Stored data entries

┌──

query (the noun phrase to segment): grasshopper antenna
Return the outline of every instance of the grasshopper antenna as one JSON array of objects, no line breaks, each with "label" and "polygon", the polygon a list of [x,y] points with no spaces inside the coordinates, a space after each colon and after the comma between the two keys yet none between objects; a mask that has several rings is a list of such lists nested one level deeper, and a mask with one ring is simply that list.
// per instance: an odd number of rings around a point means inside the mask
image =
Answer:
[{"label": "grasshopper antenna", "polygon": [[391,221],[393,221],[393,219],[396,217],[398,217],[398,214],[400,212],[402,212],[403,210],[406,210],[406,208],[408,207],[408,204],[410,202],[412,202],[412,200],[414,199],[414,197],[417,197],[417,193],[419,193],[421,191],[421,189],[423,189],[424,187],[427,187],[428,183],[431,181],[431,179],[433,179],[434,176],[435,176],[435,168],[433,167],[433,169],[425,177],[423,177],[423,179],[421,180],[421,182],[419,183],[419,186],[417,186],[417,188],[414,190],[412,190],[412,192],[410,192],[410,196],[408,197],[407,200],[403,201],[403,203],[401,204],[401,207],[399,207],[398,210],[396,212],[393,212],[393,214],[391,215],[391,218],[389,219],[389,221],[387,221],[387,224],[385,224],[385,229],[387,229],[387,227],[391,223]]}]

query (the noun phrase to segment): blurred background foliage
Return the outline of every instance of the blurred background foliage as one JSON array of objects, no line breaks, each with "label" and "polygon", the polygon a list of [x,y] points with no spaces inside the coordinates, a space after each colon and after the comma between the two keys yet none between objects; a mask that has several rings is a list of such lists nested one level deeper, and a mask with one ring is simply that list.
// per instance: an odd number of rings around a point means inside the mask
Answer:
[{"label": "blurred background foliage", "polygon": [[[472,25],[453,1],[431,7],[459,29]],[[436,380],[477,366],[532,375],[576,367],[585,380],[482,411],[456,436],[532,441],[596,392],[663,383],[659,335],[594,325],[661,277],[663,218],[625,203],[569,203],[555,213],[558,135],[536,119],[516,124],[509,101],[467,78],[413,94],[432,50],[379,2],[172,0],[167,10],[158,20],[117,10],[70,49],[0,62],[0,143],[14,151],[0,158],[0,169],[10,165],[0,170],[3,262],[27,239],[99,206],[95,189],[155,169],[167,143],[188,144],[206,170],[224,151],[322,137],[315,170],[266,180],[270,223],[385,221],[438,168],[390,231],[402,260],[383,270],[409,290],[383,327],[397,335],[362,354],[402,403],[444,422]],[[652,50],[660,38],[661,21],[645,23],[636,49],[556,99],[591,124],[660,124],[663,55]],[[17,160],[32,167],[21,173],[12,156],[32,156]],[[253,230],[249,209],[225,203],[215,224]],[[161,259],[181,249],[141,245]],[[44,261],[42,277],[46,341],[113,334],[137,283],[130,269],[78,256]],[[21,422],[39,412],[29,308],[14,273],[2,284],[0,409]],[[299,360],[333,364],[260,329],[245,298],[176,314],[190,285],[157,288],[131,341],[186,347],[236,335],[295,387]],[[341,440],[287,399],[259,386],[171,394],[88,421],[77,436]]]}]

└──
┌──

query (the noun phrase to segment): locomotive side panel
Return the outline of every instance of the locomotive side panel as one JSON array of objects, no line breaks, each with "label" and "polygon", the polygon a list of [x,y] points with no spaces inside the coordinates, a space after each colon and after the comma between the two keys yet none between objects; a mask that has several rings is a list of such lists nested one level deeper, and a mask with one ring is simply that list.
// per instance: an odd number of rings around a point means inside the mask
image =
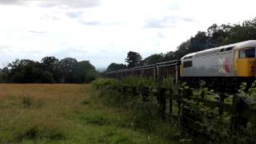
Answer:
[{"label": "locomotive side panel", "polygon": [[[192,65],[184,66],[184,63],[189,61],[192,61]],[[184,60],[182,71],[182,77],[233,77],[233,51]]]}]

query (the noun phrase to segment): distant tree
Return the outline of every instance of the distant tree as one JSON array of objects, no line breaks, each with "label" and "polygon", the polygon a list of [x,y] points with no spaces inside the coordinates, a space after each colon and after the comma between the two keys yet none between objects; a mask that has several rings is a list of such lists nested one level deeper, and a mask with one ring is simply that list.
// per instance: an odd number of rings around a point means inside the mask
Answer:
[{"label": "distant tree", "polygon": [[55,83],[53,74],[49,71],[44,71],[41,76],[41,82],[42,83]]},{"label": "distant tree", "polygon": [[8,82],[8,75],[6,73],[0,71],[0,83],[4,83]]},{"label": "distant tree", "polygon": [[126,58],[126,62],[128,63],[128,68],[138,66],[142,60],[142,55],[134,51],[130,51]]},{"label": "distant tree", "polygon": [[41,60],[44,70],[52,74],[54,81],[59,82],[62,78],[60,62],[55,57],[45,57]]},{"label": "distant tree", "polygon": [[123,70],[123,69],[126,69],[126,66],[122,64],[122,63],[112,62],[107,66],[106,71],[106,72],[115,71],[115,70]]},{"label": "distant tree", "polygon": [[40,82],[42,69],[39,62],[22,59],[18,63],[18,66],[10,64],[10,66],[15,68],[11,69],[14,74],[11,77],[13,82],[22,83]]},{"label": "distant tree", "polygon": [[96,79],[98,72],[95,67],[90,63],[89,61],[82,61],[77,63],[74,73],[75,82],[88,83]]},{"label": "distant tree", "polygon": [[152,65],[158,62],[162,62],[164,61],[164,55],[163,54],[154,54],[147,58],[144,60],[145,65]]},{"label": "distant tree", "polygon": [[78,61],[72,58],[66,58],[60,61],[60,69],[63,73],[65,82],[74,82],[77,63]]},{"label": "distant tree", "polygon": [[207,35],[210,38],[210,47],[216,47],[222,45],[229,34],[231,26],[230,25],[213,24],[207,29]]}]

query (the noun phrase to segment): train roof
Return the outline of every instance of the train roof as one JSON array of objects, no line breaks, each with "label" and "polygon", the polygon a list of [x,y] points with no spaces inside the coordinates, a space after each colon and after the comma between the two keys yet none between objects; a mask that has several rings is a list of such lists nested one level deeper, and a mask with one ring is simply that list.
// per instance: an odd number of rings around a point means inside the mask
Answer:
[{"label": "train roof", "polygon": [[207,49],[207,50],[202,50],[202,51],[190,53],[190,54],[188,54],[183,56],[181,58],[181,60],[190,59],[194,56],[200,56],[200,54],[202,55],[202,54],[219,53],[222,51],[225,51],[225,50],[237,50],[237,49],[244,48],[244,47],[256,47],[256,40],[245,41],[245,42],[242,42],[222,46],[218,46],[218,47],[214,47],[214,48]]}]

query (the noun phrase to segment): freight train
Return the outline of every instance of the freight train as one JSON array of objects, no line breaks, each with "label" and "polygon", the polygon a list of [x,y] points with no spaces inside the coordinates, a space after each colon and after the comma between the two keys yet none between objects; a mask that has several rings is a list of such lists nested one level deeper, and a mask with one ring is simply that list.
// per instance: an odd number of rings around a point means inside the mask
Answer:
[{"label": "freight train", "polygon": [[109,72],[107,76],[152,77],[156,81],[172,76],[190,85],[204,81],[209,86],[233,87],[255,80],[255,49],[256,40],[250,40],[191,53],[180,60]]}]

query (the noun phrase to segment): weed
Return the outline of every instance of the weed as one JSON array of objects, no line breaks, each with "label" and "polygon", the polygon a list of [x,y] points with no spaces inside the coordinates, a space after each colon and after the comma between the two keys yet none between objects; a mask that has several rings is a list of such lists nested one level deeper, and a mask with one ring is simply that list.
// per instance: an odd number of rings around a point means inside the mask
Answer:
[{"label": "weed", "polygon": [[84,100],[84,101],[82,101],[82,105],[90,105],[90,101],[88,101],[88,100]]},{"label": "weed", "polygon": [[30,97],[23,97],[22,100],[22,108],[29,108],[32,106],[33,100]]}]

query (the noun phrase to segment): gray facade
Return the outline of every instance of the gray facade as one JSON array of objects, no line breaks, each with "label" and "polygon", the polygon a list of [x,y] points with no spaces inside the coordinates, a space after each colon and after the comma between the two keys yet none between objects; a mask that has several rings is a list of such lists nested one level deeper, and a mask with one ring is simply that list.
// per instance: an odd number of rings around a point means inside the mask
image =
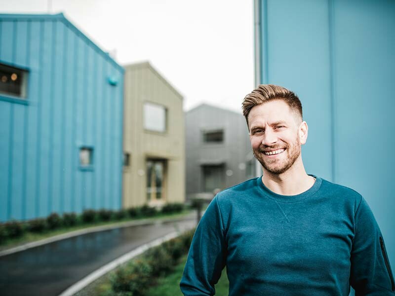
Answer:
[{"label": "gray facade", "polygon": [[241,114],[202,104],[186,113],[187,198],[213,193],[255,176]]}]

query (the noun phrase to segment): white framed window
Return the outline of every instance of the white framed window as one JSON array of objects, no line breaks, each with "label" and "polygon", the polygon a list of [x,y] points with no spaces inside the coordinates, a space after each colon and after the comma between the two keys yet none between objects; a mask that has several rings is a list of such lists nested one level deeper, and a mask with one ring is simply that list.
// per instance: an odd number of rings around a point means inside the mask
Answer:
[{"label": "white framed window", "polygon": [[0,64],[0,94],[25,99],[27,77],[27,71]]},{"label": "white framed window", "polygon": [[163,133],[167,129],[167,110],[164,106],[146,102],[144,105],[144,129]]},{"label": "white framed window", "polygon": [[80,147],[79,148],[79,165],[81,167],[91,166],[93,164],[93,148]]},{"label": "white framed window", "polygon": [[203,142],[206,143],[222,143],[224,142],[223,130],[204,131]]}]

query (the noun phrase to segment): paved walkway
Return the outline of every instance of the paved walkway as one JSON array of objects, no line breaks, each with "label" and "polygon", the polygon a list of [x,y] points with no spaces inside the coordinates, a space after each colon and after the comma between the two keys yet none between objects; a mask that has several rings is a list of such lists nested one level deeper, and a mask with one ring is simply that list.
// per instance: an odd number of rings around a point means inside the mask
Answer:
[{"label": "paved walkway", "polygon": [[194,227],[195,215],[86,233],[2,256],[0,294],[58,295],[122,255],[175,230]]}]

└──

Task goal
How many lines in the records above contain the string "train"? Case counts, so match only that exact capitalization, and reply with the number alone.

Problem solution
6